Um entrevista com Hans-Hermann Hoppe para o semanário polonês Najwyższy Czas!
Qual é a sua leitura da Europa Ocidental atual e, particularmente, da União Europeia?
Atualmente, todos os grandes partidos políticos da Europa Ocidental, independentemente dos seus nomes e de seus programas partidários, estão essencialmente comprometidos com a mesma ideia, o socialismo democrático. Eles usam as eleições democráticas para legitimizar a tributação de pessoas produtivas em benefício daquelas que são improdutivas. Eles taxam as pessoas, que ganharam seus salários e acumularam riqueza através da produção de bens e serviços, adquiridos voluntariamente por consumidores (e, é claro, especialmente os mais “ricos” dentre estes), e depois eles redistribuem o produto deste saque entre eles mesmos, ou seja: o estado democrático que eles controlam, ou esperam controlar, e os seus diversos aliados políticos, seus partidários e potenciais eleitores.
Eles não designam essa política pelo seu nome apropriado: a punição dos produtivos e a gratificação dos improdutivos, é claro. Isso não seria algo muito popular. No lugar disso, eles batem na tecla do sempre popular sentimento de inveja e alegam cobrar impostos dos poucos “ricos” para poder manter os tantos “pobres”. No entanto, a verdade é que essa política leva mais e mais pessoas produtivas a ficarem mais pobres, enquanto que um sempre crescente número de pessoas improdutivas fica mais rico.
Mas e a União Europeia?

Dados de origem =>
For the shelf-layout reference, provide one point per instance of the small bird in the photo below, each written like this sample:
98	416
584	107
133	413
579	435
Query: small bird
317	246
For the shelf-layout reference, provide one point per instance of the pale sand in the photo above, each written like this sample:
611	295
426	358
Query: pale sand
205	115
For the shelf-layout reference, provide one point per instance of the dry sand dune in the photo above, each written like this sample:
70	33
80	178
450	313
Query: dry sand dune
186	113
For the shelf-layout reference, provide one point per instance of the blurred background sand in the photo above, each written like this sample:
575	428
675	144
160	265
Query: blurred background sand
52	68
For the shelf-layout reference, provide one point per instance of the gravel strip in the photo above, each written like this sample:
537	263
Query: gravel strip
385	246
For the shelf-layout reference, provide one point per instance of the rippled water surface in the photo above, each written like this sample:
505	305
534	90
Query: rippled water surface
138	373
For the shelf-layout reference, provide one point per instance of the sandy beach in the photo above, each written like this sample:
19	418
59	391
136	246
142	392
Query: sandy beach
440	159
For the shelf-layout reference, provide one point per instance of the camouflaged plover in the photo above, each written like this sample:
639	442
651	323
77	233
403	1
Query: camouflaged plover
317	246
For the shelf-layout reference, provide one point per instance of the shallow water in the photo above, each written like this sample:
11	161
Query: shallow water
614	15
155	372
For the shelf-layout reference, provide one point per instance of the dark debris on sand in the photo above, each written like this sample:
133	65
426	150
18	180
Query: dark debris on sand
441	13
* * *
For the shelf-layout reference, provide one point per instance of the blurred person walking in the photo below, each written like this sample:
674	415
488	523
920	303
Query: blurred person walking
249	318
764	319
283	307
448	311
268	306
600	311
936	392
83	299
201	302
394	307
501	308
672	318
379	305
...
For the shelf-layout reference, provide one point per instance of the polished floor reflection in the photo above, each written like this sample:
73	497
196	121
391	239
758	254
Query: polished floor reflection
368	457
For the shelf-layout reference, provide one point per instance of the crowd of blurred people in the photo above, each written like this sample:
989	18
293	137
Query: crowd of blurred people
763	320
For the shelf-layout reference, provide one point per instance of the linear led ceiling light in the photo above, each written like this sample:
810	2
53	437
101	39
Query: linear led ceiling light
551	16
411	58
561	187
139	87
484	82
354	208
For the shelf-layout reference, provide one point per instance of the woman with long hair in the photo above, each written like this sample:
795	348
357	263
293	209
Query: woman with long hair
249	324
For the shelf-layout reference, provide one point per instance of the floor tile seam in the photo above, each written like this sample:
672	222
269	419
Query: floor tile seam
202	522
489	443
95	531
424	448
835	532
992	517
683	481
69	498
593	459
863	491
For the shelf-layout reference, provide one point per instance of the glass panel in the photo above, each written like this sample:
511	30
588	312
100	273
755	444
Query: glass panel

Trabalho solicitado => Reproduza sem alterações o trecho da entrevista que vai de "Eles não designam" até "fica mais rico.", incluindo este último. As linhas acima formam um material à parte, sem ligação com o texto em análise.

Resposta à tarefa =>
Eles não designam essa política pelo seu nome apropriado: a punição dos produtivos e a gratificação dos improdutivos, é claro. Isso não seria algo muito popular. No lugar disso, eles batem na tecla do sempre popular sentimento de inveja e alegam cobrar impostos dos poucos “ricos” para poder manter os tantos “pobres”. No entanto, a verdade é que essa política leva mais e mais pessoas produtivas a ficarem mais pobres, enquanto que um sempre crescente número de pessoas improdutivas fica mais rico.